◆ Raw records
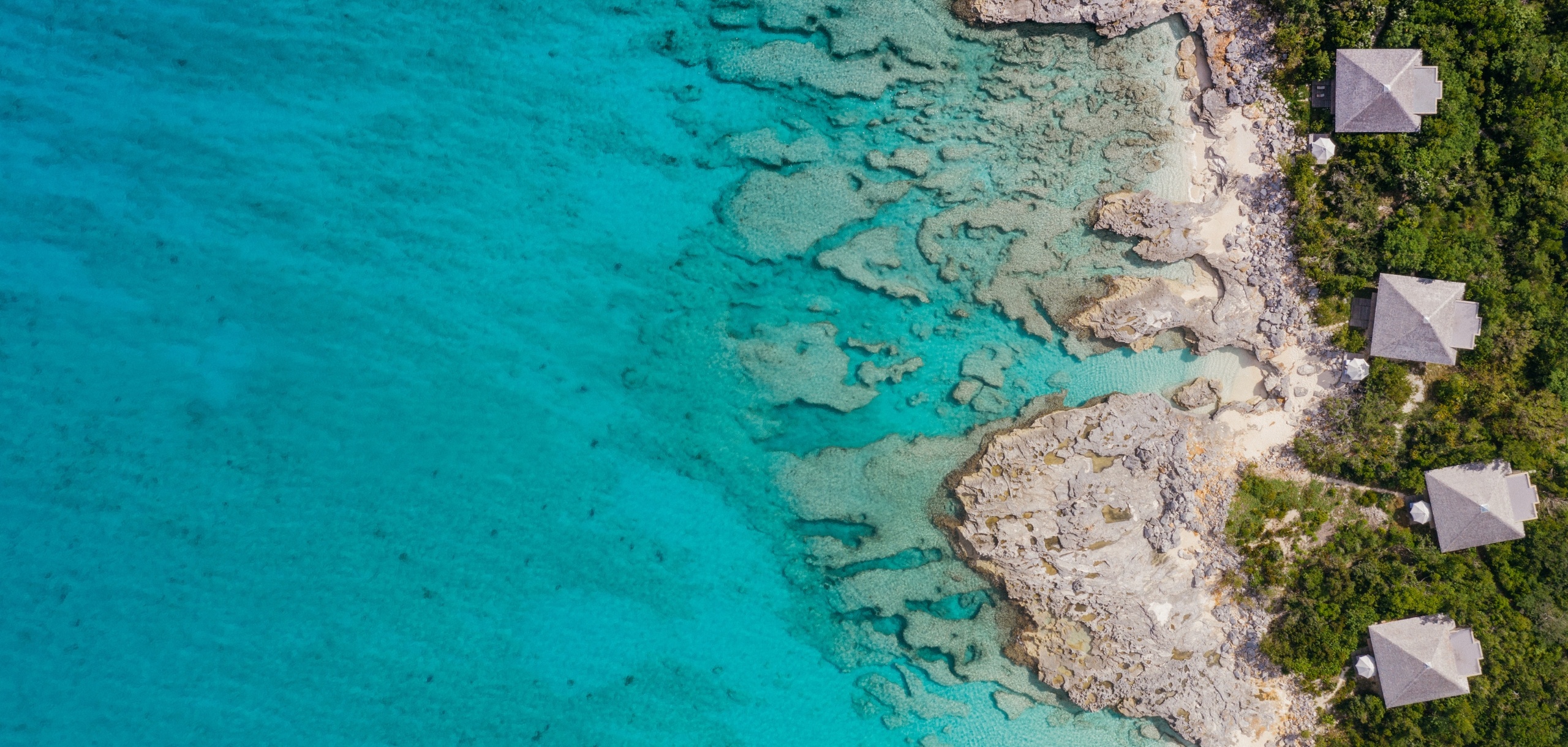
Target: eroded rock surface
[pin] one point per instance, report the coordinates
(1137, 309)
(1104, 524)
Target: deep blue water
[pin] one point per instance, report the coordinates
(368, 377)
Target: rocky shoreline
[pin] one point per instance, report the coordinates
(1106, 524)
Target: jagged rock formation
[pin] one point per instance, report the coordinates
(1140, 307)
(1236, 41)
(1199, 394)
(1106, 527)
(1169, 231)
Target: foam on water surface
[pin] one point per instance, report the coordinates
(466, 374)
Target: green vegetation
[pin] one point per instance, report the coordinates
(1360, 439)
(1512, 596)
(1259, 500)
(1480, 196)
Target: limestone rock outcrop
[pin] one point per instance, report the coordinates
(1136, 309)
(1106, 527)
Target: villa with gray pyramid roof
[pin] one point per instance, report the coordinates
(1423, 658)
(1479, 503)
(1418, 318)
(1384, 90)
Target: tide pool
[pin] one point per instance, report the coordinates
(432, 374)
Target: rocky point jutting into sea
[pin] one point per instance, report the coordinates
(1106, 524)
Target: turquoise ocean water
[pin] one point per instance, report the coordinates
(461, 374)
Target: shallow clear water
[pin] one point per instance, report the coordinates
(377, 374)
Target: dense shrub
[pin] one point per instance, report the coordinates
(1479, 195)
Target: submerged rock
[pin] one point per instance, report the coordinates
(1106, 528)
(1137, 309)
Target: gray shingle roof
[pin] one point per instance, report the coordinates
(1384, 90)
(1416, 318)
(1418, 660)
(1479, 503)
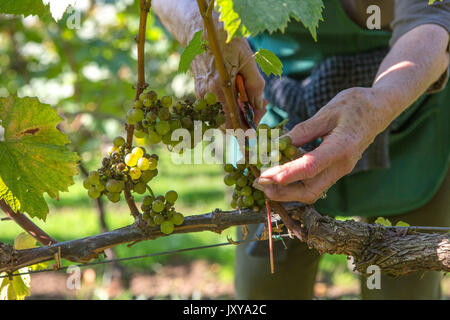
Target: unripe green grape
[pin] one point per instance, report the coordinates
(246, 191)
(164, 114)
(175, 124)
(199, 105)
(167, 227)
(158, 218)
(147, 200)
(94, 177)
(138, 152)
(118, 141)
(138, 104)
(147, 102)
(166, 101)
(140, 187)
(152, 96)
(113, 196)
(177, 218)
(139, 134)
(229, 180)
(153, 163)
(290, 151)
(134, 115)
(186, 123)
(131, 160)
(258, 195)
(121, 166)
(242, 181)
(100, 187)
(261, 202)
(143, 164)
(151, 222)
(113, 185)
(135, 173)
(151, 116)
(220, 119)
(162, 127)
(154, 137)
(93, 193)
(171, 196)
(210, 98)
(248, 201)
(158, 205)
(167, 139)
(229, 168)
(86, 184)
(284, 142)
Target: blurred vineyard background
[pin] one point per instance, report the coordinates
(88, 73)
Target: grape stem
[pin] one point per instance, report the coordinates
(28, 225)
(231, 106)
(144, 8)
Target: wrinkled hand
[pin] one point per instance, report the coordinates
(238, 59)
(347, 125)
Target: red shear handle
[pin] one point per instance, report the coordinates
(241, 88)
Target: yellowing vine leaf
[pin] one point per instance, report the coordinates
(194, 48)
(33, 154)
(268, 15)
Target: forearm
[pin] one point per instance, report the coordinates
(415, 62)
(179, 14)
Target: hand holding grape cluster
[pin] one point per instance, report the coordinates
(244, 194)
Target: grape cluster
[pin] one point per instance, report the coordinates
(158, 118)
(122, 167)
(242, 177)
(160, 211)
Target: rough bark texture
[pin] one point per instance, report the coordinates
(396, 252)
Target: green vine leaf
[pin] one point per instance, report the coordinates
(268, 62)
(9, 198)
(267, 15)
(194, 48)
(33, 153)
(232, 22)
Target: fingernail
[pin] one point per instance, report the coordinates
(258, 186)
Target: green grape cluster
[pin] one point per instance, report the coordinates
(122, 167)
(160, 211)
(158, 118)
(242, 177)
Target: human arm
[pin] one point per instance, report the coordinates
(351, 120)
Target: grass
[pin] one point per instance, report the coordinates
(200, 190)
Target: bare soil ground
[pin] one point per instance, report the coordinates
(197, 280)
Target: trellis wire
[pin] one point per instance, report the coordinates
(275, 237)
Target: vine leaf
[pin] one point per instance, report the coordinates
(268, 62)
(383, 221)
(41, 8)
(9, 198)
(232, 22)
(194, 48)
(268, 15)
(33, 153)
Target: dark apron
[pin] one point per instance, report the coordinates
(419, 143)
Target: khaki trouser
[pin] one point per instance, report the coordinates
(295, 273)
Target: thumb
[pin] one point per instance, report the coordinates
(311, 129)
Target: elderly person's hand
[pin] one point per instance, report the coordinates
(347, 125)
(350, 122)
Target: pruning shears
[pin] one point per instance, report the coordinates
(248, 110)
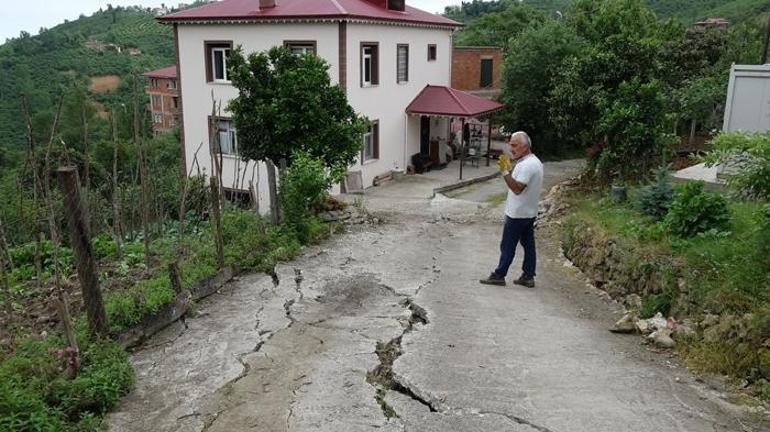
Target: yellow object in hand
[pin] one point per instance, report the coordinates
(504, 163)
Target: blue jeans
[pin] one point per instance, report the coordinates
(517, 231)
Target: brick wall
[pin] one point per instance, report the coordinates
(466, 67)
(168, 113)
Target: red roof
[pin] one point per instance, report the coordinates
(289, 9)
(166, 72)
(441, 100)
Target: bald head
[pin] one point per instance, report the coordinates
(520, 144)
(523, 138)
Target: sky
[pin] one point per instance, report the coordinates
(30, 15)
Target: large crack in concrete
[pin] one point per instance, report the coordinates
(381, 377)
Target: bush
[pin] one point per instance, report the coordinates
(304, 187)
(655, 198)
(38, 396)
(748, 160)
(655, 303)
(694, 210)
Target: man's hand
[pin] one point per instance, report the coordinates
(505, 165)
(513, 185)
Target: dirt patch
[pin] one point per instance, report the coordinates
(104, 83)
(101, 110)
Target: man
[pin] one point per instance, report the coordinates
(524, 186)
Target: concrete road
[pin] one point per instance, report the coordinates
(386, 328)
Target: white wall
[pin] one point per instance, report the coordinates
(387, 101)
(197, 93)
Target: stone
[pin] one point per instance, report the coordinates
(709, 321)
(633, 301)
(764, 362)
(625, 324)
(657, 322)
(643, 327)
(685, 329)
(662, 338)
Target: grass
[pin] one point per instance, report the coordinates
(727, 273)
(727, 270)
(39, 394)
(497, 199)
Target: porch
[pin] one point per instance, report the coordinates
(446, 125)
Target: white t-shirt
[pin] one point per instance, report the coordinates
(528, 171)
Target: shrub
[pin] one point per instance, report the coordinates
(654, 199)
(748, 160)
(38, 396)
(304, 187)
(694, 210)
(655, 303)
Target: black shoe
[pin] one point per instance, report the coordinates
(493, 279)
(524, 280)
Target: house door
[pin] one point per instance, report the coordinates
(424, 135)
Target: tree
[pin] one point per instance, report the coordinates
(286, 102)
(495, 29)
(632, 123)
(528, 73)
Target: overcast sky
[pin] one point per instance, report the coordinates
(30, 15)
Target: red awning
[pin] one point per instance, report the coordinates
(166, 72)
(446, 101)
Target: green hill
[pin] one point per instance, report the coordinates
(687, 11)
(69, 56)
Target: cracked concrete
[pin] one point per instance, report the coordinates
(299, 350)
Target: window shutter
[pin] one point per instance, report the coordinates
(376, 139)
(486, 73)
(375, 65)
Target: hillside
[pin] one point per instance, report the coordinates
(97, 52)
(687, 11)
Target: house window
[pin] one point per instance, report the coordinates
(301, 47)
(369, 64)
(402, 63)
(226, 137)
(216, 61)
(371, 142)
(431, 52)
(486, 73)
(396, 5)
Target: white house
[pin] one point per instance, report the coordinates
(383, 53)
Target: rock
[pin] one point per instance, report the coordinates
(662, 338)
(764, 363)
(682, 285)
(625, 324)
(685, 329)
(643, 327)
(633, 301)
(709, 320)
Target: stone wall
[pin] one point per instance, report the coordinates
(619, 268)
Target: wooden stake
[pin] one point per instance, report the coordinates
(32, 159)
(254, 197)
(81, 245)
(216, 214)
(86, 163)
(273, 187)
(116, 218)
(175, 276)
(139, 142)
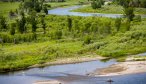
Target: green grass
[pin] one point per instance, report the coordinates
(109, 9)
(5, 7)
(14, 57)
(116, 44)
(66, 3)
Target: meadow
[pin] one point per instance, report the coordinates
(52, 37)
(6, 7)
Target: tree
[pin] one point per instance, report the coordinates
(69, 20)
(43, 23)
(118, 24)
(3, 23)
(129, 13)
(21, 23)
(45, 9)
(12, 30)
(96, 4)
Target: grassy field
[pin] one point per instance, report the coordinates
(70, 36)
(67, 3)
(14, 57)
(118, 45)
(109, 9)
(5, 7)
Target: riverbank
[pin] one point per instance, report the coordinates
(108, 9)
(122, 68)
(72, 60)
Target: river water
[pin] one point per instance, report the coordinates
(72, 73)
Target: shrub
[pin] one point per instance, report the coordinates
(87, 39)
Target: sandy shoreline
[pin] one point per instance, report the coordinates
(122, 68)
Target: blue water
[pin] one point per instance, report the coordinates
(53, 72)
(67, 11)
(71, 74)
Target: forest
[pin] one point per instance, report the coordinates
(29, 35)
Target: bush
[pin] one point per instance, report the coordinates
(87, 39)
(137, 18)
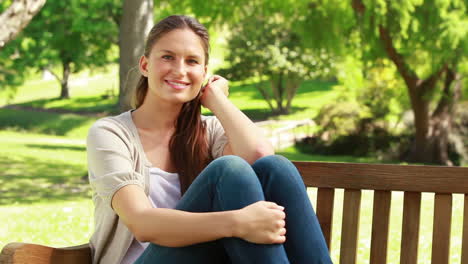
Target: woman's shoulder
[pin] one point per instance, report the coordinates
(119, 124)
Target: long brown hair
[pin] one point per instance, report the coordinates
(188, 146)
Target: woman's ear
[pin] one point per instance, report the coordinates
(143, 66)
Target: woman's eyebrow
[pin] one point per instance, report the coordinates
(190, 56)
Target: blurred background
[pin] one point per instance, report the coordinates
(373, 81)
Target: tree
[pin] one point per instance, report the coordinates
(426, 40)
(16, 17)
(64, 38)
(136, 22)
(265, 48)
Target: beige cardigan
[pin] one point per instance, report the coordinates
(116, 159)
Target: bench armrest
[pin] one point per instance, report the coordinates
(16, 253)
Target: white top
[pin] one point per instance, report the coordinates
(164, 193)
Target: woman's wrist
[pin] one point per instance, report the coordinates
(216, 101)
(235, 226)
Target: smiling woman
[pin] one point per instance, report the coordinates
(173, 186)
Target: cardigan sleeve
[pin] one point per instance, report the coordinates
(217, 136)
(110, 163)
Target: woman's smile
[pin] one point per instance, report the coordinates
(178, 85)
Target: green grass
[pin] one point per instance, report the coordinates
(45, 197)
(57, 224)
(70, 125)
(293, 153)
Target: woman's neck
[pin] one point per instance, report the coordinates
(156, 116)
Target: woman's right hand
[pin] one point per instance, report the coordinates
(262, 223)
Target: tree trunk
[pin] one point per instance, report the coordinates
(136, 22)
(64, 91)
(432, 147)
(16, 17)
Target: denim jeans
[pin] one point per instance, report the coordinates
(230, 183)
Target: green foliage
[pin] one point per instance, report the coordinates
(264, 48)
(63, 32)
(428, 34)
(45, 122)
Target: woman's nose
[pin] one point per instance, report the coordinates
(179, 67)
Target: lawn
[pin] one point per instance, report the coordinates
(44, 195)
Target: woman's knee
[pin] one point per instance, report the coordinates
(233, 169)
(277, 167)
(274, 162)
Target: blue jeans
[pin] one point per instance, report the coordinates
(230, 183)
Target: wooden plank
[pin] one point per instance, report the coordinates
(464, 259)
(350, 226)
(410, 228)
(437, 179)
(19, 253)
(441, 228)
(380, 227)
(325, 199)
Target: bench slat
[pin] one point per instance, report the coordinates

◆ YOUR INSTRUCTIONS
Beginning with the line that contains "Target: tree trunk", quote each line exactly through the last line of the entries above, and nothing beyond them.

◆ FULL RESPONSE
Target: tree trunk
[pin] one point per instance, report the coordinates
(136, 22)
(64, 91)
(432, 147)
(16, 17)
Target: denim jeans
[pin] one point per instance, report the coordinates
(230, 183)
Target: green foliage
[pin] one point per instance, report the coordinates
(264, 48)
(63, 32)
(428, 34)
(45, 122)
Target: woman's nose
[pin] one point per instance, report the coordinates
(179, 67)
Target: lawn
[pin] one point per instance, report the coordinates
(44, 195)
Target: woman's knee
[pin] one point per instance, report the coordinates
(233, 169)
(277, 167)
(274, 162)
Target: blue jeans
[pin] one point per instance, report the coordinates
(230, 183)
Target: wooden plank
[pin] one point per instance, report the coordinates
(464, 259)
(350, 226)
(410, 228)
(437, 179)
(19, 253)
(441, 228)
(380, 227)
(325, 199)
Target: bench slat
[pin] one point per instance, report the coordinates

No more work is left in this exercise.